++++ Page text

Although nanoparticles are widely used, genotoxic reports are also coming up from various animal studies. The toxicity of several nanoparticles was reported from the study of D. melanogaster [29, 65, 66]. The toxicity of noble metallic nanoparticles like gold and silver were reported in this organism [28, 67]. In the meantime, polymeric nanoparticles like guargum were also reported to be nontoxic in D. melanogaster [2]. The PtNPs also did not produce any phenotypic defect after oral treatment. This suggests PtNPs is non-genotoxic in D. melanogaster and can be used for future biomedical applications.

++++++++

Work instruction A =>
Translate this sentence from the nanoparticle passage into Spanish: "The PtNPs also did not produce any phenotypic defect after oral treatment."
Work instruction B =>
According to the nanoparticle passage, which polymeric nanoparticle was reported to be nontoxic in D. melanogaster?
The rows that follow the nanoparticle passage come from a separate source.

++++ Given records

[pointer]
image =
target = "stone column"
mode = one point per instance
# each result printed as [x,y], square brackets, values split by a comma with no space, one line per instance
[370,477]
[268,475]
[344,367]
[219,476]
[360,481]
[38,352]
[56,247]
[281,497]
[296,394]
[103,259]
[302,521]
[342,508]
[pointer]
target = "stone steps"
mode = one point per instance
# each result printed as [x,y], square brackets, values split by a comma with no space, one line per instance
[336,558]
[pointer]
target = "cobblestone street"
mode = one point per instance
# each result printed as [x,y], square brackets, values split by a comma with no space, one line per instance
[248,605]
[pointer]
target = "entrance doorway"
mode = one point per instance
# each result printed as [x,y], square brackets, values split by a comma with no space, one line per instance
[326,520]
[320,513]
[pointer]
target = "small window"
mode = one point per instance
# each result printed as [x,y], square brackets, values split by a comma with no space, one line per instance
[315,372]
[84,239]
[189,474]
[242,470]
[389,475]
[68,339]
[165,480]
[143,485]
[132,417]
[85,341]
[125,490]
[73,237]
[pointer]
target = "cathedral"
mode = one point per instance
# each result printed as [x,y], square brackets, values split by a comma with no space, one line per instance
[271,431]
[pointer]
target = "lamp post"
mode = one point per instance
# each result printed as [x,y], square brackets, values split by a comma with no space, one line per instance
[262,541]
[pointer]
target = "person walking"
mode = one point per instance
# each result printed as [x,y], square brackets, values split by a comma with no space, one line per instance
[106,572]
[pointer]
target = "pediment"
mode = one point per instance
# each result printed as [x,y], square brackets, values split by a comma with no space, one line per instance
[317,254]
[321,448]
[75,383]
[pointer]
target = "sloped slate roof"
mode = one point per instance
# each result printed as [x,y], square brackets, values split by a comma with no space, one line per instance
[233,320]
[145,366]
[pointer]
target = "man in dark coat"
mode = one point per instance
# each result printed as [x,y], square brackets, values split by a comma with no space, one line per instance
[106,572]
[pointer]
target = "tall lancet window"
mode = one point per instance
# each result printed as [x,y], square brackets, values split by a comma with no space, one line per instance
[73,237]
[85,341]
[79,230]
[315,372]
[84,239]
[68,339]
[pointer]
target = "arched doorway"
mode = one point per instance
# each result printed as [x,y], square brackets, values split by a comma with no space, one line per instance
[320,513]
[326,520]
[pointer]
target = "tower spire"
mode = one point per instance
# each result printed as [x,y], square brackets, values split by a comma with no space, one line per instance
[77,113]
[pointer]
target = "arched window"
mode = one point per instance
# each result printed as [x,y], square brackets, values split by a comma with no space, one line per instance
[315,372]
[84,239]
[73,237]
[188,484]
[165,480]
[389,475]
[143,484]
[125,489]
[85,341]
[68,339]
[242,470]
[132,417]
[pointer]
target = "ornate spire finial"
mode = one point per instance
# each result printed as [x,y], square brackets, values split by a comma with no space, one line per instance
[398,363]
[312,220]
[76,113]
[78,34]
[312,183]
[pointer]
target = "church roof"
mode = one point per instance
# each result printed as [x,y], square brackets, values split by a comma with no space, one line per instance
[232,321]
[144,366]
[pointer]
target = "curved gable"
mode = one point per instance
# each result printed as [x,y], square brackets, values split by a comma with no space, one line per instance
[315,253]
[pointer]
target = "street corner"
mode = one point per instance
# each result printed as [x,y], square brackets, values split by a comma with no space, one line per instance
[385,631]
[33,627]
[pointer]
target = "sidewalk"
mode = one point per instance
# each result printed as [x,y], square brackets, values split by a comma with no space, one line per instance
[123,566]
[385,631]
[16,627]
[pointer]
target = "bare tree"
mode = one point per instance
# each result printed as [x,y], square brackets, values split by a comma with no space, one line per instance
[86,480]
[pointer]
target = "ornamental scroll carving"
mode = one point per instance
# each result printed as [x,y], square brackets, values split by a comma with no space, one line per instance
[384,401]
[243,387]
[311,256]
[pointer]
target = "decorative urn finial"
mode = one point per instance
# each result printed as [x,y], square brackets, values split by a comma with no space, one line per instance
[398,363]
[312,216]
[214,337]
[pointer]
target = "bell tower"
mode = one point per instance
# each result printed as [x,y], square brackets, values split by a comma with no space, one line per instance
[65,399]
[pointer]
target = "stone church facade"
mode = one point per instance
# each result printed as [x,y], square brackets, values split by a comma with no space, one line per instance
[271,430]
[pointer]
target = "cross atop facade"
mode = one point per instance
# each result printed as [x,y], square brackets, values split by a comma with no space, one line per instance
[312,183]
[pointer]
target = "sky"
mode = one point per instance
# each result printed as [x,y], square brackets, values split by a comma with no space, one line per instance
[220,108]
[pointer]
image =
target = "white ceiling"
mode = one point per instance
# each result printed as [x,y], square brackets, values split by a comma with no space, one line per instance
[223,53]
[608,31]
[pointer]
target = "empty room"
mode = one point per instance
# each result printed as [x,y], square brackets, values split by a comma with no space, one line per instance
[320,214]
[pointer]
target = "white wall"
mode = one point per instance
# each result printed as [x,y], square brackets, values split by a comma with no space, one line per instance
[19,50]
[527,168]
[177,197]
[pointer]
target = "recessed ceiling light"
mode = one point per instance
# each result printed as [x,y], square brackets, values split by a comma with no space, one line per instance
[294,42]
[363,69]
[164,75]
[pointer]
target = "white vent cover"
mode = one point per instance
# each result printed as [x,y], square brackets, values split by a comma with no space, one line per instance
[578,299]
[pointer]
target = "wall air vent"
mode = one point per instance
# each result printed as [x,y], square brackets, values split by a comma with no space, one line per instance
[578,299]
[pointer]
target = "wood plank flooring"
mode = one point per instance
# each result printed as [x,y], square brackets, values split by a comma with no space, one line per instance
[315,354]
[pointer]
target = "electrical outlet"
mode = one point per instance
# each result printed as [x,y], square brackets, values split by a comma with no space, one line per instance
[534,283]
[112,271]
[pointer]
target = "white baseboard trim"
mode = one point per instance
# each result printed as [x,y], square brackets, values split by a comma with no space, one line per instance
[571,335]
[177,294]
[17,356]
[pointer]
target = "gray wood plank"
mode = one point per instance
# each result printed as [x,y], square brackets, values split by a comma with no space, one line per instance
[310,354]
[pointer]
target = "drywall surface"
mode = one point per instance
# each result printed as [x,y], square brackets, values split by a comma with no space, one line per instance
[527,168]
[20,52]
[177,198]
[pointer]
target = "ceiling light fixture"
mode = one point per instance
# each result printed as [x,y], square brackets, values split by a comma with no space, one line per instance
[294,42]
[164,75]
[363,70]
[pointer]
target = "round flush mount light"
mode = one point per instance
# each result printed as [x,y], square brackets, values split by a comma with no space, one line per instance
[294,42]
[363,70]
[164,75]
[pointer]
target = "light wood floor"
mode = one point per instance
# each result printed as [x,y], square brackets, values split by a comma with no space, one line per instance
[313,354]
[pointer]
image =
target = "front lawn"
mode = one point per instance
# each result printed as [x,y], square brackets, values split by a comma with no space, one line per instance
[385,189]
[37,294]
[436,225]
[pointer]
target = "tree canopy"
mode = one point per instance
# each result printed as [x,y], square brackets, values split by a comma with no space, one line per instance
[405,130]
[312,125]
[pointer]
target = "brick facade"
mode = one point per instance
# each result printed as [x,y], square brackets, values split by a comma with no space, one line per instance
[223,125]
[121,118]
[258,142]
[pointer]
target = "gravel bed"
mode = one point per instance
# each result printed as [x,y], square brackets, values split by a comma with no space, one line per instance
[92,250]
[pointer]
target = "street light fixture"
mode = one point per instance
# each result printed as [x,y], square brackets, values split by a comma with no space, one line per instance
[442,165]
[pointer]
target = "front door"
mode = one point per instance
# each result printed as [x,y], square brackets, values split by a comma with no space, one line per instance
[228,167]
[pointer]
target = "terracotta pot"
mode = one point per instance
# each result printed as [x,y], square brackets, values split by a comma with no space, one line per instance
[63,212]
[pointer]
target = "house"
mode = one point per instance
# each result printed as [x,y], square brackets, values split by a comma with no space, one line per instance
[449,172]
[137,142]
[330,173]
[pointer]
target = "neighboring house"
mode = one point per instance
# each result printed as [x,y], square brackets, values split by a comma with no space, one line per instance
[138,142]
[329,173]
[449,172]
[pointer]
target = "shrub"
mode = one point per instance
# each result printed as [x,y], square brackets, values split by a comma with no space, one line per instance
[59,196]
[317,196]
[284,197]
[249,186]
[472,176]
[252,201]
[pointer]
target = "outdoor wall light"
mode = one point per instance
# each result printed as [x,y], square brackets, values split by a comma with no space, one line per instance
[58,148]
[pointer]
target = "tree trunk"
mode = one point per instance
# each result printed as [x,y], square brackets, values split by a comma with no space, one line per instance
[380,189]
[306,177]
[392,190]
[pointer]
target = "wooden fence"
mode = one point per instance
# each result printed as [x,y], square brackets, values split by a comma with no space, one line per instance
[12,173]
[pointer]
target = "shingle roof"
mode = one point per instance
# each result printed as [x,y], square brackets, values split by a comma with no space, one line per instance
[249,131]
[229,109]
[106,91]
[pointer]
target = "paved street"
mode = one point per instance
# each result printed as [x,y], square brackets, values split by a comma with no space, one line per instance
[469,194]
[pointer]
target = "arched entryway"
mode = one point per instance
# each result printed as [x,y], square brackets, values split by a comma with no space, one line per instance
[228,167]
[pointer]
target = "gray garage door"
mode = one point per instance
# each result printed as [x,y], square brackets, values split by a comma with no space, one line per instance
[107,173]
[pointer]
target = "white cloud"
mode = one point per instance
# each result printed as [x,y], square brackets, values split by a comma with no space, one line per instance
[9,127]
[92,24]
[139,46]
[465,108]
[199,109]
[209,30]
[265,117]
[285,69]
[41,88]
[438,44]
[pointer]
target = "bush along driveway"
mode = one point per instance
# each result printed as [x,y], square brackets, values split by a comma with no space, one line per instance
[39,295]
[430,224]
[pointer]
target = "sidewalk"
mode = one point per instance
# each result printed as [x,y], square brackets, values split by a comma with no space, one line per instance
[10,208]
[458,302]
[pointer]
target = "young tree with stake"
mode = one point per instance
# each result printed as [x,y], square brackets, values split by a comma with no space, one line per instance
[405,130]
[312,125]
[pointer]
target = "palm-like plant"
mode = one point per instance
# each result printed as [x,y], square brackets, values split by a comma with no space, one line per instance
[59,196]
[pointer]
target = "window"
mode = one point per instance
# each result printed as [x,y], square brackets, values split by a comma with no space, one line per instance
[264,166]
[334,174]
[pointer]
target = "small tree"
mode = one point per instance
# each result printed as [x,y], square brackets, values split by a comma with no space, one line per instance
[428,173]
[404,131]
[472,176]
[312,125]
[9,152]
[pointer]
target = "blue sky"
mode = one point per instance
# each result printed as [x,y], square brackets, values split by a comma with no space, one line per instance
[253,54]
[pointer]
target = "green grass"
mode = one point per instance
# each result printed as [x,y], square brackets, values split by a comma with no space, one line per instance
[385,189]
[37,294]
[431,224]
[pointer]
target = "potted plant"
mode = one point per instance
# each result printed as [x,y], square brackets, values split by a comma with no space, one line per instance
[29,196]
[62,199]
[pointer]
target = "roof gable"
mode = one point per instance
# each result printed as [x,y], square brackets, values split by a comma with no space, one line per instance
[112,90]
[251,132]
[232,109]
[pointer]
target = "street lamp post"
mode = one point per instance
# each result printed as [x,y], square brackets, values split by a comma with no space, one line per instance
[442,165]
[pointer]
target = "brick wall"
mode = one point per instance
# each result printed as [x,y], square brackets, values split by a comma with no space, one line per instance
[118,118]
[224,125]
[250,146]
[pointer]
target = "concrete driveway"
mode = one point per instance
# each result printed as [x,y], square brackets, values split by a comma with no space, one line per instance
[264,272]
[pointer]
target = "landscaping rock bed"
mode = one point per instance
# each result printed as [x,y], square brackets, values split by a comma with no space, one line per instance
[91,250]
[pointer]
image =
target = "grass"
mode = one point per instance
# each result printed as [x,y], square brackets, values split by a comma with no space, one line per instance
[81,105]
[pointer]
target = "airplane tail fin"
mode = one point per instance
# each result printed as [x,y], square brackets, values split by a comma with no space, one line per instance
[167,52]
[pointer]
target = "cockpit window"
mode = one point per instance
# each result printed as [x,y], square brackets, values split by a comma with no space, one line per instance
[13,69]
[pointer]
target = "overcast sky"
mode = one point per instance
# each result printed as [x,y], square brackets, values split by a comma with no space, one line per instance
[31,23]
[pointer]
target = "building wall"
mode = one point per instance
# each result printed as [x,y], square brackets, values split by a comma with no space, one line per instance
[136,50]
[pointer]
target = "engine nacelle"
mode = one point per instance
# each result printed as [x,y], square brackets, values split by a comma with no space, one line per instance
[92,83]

++++++++

Expected output A =>
Las PtNPs tampoco produjeron ningún defecto fenotípico tras el tratamiento oral.

Expected output B =>
Guargum.